▶ _Problem requirements_: Return every line in the lines below that contains the word "floor". Case counts.

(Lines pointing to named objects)
+===+
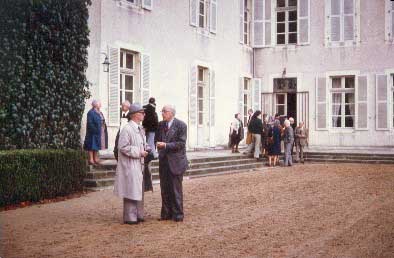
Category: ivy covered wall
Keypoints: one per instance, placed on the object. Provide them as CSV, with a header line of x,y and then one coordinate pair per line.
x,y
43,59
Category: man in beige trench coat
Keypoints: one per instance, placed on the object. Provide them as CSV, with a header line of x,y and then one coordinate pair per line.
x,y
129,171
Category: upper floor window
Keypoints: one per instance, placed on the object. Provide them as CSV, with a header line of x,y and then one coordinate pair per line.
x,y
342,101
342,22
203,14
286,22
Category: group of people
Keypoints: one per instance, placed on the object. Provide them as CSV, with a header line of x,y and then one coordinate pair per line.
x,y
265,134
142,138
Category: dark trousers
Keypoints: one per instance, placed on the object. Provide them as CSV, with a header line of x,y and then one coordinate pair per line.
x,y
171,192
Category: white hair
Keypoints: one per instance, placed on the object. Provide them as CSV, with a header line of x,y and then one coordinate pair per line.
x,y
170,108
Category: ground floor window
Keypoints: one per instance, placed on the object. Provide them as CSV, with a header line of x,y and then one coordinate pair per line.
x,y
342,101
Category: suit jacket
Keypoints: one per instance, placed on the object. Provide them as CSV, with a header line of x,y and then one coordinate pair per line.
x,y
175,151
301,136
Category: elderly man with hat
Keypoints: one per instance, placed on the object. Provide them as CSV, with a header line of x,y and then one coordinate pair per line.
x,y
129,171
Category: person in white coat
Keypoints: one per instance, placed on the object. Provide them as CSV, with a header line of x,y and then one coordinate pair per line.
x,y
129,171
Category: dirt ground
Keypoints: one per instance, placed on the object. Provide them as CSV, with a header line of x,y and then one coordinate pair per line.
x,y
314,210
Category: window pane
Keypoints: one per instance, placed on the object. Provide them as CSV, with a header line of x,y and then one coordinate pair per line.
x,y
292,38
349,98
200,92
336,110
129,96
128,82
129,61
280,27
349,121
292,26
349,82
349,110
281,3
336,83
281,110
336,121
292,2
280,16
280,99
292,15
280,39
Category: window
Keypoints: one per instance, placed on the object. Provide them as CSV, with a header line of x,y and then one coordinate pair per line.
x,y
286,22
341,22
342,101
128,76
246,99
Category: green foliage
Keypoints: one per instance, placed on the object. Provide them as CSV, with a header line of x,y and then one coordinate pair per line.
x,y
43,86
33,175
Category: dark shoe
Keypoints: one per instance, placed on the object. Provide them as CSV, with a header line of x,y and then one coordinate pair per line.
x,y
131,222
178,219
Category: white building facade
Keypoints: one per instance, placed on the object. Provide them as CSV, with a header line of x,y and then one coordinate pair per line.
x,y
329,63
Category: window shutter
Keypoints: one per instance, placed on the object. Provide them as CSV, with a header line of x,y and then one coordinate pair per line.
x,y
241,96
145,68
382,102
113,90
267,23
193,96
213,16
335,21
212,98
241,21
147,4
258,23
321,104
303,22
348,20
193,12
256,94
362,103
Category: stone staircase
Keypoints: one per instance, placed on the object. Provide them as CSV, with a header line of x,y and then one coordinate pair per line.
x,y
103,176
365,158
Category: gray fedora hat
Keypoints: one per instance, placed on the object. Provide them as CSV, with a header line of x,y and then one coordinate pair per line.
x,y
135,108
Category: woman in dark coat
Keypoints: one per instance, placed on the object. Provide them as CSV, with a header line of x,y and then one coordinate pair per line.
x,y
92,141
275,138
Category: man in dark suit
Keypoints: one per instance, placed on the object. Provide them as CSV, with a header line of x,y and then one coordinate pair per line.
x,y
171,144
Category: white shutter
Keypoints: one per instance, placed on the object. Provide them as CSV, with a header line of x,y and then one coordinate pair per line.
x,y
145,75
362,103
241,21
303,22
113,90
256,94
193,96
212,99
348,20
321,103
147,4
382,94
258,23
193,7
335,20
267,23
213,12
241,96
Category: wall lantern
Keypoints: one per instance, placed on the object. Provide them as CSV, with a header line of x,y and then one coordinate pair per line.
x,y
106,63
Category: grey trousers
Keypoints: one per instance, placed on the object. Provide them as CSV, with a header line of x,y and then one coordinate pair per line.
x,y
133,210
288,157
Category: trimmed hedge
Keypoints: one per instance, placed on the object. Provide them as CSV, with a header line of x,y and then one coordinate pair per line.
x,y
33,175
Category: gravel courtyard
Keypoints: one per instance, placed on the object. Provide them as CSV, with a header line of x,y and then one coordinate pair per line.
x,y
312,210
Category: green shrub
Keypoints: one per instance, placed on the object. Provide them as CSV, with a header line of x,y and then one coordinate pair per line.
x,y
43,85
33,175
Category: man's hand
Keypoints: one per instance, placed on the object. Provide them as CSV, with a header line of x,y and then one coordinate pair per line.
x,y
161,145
+===+
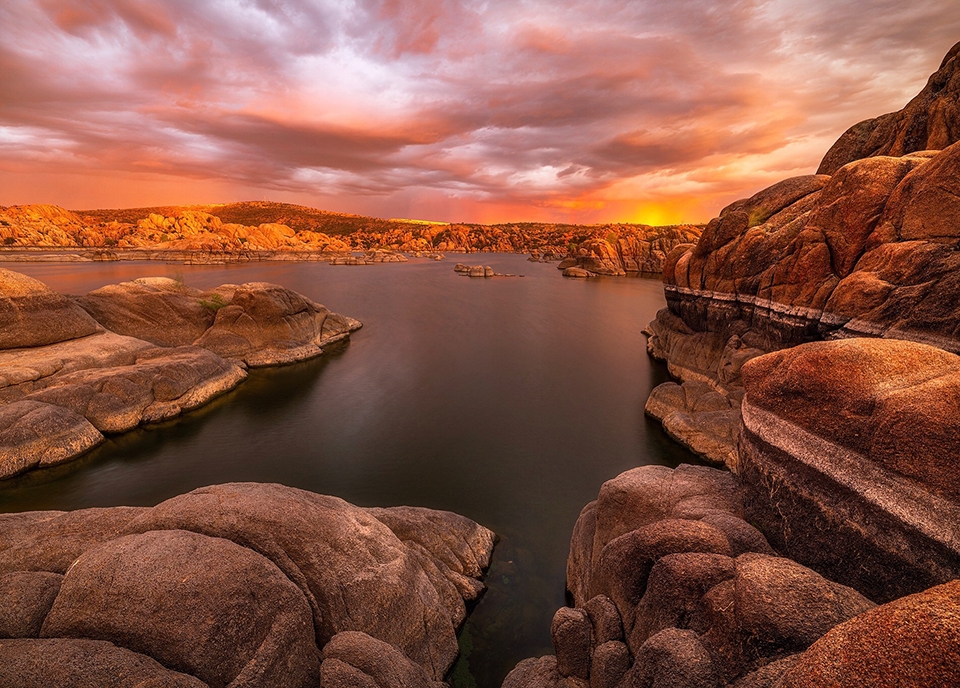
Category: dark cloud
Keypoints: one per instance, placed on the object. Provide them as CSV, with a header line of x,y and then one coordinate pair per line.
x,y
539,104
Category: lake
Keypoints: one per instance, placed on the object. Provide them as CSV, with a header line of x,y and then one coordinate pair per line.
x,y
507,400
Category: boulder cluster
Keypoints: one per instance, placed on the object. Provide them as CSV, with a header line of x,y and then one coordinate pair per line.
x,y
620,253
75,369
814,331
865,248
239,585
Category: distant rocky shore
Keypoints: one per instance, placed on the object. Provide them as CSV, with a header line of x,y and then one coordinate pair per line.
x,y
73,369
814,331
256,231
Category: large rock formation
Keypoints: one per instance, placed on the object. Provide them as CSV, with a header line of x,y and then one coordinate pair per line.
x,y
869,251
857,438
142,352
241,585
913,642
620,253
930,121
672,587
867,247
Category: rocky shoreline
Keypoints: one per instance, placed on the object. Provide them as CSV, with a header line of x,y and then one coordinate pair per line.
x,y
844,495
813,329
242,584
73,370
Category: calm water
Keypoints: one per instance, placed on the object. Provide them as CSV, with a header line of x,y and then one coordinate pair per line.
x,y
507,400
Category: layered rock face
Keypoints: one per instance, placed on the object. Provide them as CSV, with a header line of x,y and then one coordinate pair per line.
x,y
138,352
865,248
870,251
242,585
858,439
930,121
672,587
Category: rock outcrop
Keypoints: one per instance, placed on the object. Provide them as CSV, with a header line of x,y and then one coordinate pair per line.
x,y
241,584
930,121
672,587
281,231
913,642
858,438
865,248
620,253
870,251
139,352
+===+
▶ _Exercise solution_:
Category: upper floor window
Category: ground floor window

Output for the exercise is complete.